• _Entries shown_
:::
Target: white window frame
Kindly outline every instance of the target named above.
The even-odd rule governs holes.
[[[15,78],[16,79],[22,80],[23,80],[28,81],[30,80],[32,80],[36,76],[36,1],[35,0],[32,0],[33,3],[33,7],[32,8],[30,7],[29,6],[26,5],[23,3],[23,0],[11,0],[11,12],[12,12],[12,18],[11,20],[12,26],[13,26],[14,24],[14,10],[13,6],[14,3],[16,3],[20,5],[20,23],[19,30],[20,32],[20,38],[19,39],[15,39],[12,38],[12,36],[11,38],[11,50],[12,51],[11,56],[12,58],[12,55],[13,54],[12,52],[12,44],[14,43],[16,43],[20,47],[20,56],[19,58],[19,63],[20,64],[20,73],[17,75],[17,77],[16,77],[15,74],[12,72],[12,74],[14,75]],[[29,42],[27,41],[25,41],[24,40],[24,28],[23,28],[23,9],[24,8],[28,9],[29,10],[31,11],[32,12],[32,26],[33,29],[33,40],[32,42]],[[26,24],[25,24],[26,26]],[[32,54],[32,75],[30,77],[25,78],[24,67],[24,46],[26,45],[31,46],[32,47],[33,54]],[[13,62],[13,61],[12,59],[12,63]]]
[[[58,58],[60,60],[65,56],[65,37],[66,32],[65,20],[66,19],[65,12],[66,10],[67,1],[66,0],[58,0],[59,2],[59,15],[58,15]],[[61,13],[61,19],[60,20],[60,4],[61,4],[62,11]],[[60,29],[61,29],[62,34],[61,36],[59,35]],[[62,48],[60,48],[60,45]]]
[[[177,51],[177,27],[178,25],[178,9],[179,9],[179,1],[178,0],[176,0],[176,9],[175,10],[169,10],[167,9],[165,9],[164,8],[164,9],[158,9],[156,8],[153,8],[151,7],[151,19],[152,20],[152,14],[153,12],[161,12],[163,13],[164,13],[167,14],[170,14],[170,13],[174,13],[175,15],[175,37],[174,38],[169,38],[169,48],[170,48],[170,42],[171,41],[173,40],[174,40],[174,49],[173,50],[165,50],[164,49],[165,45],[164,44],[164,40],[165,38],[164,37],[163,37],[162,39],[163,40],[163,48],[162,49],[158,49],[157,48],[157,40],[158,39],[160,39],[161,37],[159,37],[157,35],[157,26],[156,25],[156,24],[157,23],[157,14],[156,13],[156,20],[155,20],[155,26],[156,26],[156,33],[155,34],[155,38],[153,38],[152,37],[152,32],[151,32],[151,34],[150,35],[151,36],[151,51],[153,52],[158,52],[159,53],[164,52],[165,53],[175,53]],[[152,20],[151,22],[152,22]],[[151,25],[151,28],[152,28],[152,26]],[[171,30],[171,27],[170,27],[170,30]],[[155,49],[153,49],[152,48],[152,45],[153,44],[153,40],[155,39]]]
:::
• _Exercise_
Rewrite all of the data with "door frame" in place of "window frame", keeping everything else unchanged.

• _Exercise result_
Target: white door frame
Kindly outline every instance of the target named above.
The even-odd rule governs holes.
[[[15,78],[16,79],[22,80],[23,80],[28,81],[30,80],[32,80],[36,76],[36,1],[35,0],[32,0],[33,3],[33,7],[32,8],[30,7],[29,6],[26,5],[23,3],[23,0],[11,0],[11,12],[12,12],[12,18],[11,20],[12,26],[13,26],[14,24],[14,10],[13,6],[14,3],[16,3],[20,5],[20,23],[19,30],[20,32],[20,38],[19,39],[15,39],[12,38],[12,36],[11,38],[11,50],[12,51],[11,56],[12,58],[12,55],[13,54],[12,52],[12,44],[14,43],[16,43],[20,47],[20,56],[19,58],[19,63],[20,64],[20,73],[17,75],[17,77],[16,77],[15,74],[12,72],[12,74],[14,75]],[[29,42],[27,41],[25,41],[24,40],[24,28],[23,28],[23,9],[24,8],[28,9],[29,10],[31,11],[32,12],[32,26],[33,29],[33,40],[32,42]],[[26,24],[25,24],[26,26]],[[32,54],[32,75],[30,77],[25,78],[24,67],[24,46],[26,45],[31,46],[32,47],[33,54]],[[13,62],[13,61],[12,59],[12,63]]]
[[[58,58],[60,60],[65,56],[65,37],[66,32],[65,20],[66,19],[65,12],[66,10],[67,1],[66,0],[58,0],[59,2],[59,15],[58,15]],[[61,13],[61,19],[60,20],[60,4],[61,4],[62,11]],[[60,29],[61,29],[62,34],[61,36],[59,35]],[[62,48],[60,48],[60,45]]]
[[[177,51],[177,27],[178,25],[178,9],[179,9],[179,1],[178,0],[176,0],[176,9],[175,10],[169,10],[167,9],[165,9],[164,8],[164,9],[158,9],[156,8],[153,8],[151,7],[151,19],[152,20],[152,14],[153,12],[161,12],[163,13],[164,13],[167,14],[170,14],[170,13],[174,13],[175,15],[175,37],[174,38],[169,38],[169,48],[170,48],[170,42],[171,41],[173,40],[174,40],[174,49],[173,50],[165,50],[164,49],[165,45],[164,44],[164,40],[165,38],[164,37],[163,37],[162,39],[163,40],[163,48],[162,49],[158,49],[157,48],[157,40],[158,39],[160,39],[161,37],[159,37],[157,35],[157,26],[156,25],[156,24],[157,23],[157,14],[156,13],[156,20],[155,20],[155,26],[156,26],[156,33],[155,34],[155,38],[153,38],[152,37],[152,32],[151,32],[151,34],[150,35],[151,36],[151,51],[153,52],[158,52],[159,53],[164,52],[165,53],[175,53]],[[152,20],[151,22],[152,22]],[[151,25],[151,28],[152,28],[152,26]],[[171,30],[171,27],[170,27],[170,30]],[[155,49],[153,49],[152,48],[152,45],[153,44],[153,40],[155,39]]]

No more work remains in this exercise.